What is expected —
Copy out the rows below with "drop a marker on" replaced by "place a point on" wherever it appears, and change nothing else.

== == ==

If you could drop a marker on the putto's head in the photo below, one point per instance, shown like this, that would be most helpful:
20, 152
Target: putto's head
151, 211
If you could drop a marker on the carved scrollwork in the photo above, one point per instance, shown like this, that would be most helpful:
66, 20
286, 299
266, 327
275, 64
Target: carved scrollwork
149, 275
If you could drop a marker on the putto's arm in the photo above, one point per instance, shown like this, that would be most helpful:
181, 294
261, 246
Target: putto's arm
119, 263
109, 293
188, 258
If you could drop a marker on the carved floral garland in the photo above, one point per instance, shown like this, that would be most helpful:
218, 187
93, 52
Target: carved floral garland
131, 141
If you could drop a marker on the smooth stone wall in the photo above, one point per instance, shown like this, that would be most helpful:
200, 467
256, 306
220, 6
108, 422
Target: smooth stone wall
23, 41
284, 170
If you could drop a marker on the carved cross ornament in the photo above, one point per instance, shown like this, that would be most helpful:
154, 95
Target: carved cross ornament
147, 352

== == ==

The reply —
If you could place a point on the putto's head in the photo below, one point per instance, shown like this, that would be most helpful:
20, 152
Target: putto's head
151, 211
If you could place a point on the carved scrollwork in the photo above, one point per instance, shown like this, that would be most helpful:
66, 20
286, 299
266, 327
275, 64
Target: carved scrollwork
149, 275
If you could place a point on the putto's arm in the photo above, one point per instance, shown like this, that would be most helpful:
181, 294
261, 246
Target: putto's arm
119, 263
109, 293
188, 258
If you could place a point on the carved floral garland in the photo above, one point per instance, shown like this, that would be most helpful:
218, 187
93, 52
Target: carved floral garland
131, 141
If you could place a point on the smooth stone wall in the photo above, one point per instance, shown like this, that would be most helpful:
200, 467
256, 306
220, 6
108, 422
Target: smooth stone wall
23, 41
284, 170
If you could place a point on the carved cross ornament in the photo above, one point per instance, shown like this, that would be most helpful:
154, 95
Target: carved cross ornament
147, 352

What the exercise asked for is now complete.